START Reading passage
About Me

Gavin Hubble - (BSc & Post Grad. Business Marketing) - I started working in the wine industry over 23 years ago in New Zealand. Working in; wine retail, sales, wine production, label & packaging design, marketing, wine buying, consulting and wine education. I am responsible for the Brand Health of 60+ wine brands distributed here in New Zealand. Wine Brands from New Zealand, Australia, France, Italy, Spain, Portugal, Chile and Argentina. I work closely with the Trade Industry - (Retail Stores & Restaurants) introducing, educating and positioning exciting and unique brands to wine enthusiasts all over the world.

Wednesday, April 21, 2010


The 'cap' is a mass of grape skins, pips and other solid matter that rises to the surface of the wine during alcoholic fermentation.
To make certain types of red wine, grapes are put through a crusher and then transferred into open fermentation tanks. Once fermentation begins, the grape skins are pushed to the surface by carbon dioxide gases released in the fermentation process. This layer of skins and other solids is known as the cap. As the skins are the source of colour, flavour and the tannins, the cap needs to be macerated (mixed) through the liquid each day, or 'punched', which traditionally is done by stomping through the vat, known as 'Pigeage' - a French winemaking term for the traditional stomping of grapes in open fermentation tanks.


The cap of grape skins and pulp floating on top of the juice in red-wine fermentation inhibits flavour and colour extraction, may rise to an undesirably high temperature, and may acetify if allowed to become dry. Such problems are avoided by submerging the floating cap several times a day during fermentation, to drown aerobic bacteria and encourage cuvaison (or contact). This operation, comparatively easy with small fermenters, becomes more difficult with large fermentation tanks.
A technique to extract these key red wine components is done by periodically pumping juice from the bottom of the tank over the cap. However, fine wine producers, to enhance the extraction of colour, flavour, and tannin from the skins, often prefer to punch/ plunge down the cap in order to submerge it in the juice, or even to drain the juice from the tank and then splash it back over the cap to encourage greater circulation of the cap throughout the juice (a technique known as 'rack and return').
Whatever method is chosen, fine wine producers often extend the maceration period beyond the end of fermentation to foster the full extraction of colour, aroma, flavour and tannin. Once this process is complete, the new wine is pressed off the skins and moved to oak barrels or stainless steel tanks, to commence the next stage in the winemaking, aging process.
END Reading passage
START Records supplied
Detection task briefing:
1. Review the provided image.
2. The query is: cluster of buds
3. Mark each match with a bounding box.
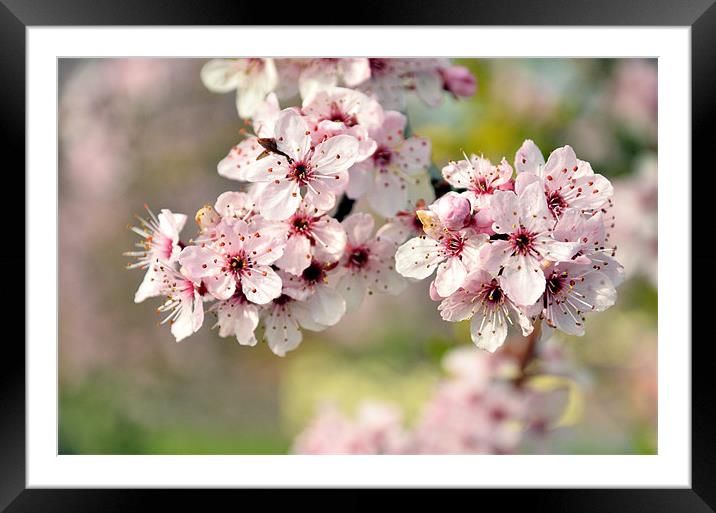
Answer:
[128,58,621,356]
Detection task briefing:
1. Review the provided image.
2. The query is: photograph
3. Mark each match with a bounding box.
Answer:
[56,57,656,459]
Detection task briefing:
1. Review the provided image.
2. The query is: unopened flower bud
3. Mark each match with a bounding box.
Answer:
[432,192,472,231]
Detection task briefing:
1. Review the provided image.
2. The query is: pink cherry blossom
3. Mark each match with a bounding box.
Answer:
[483,182,579,306]
[263,288,326,356]
[281,260,346,327]
[515,139,614,217]
[179,219,285,304]
[552,209,624,287]
[442,154,512,210]
[438,269,532,353]
[302,87,384,162]
[346,111,430,217]
[212,288,259,346]
[125,207,186,303]
[337,212,408,311]
[246,109,359,221]
[201,59,278,118]
[153,263,204,342]
[395,197,488,297]
[276,200,346,275]
[541,262,617,336]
END Records supplied
Problem details
Which countries does the wine page name as the origins of the wine brands distributed in New Zealand? The rows are separate material, unrelated to the wine page.

Result of the task
New Zealand, Australia, France, Italy, Spain, Portugal, Chile, Argentina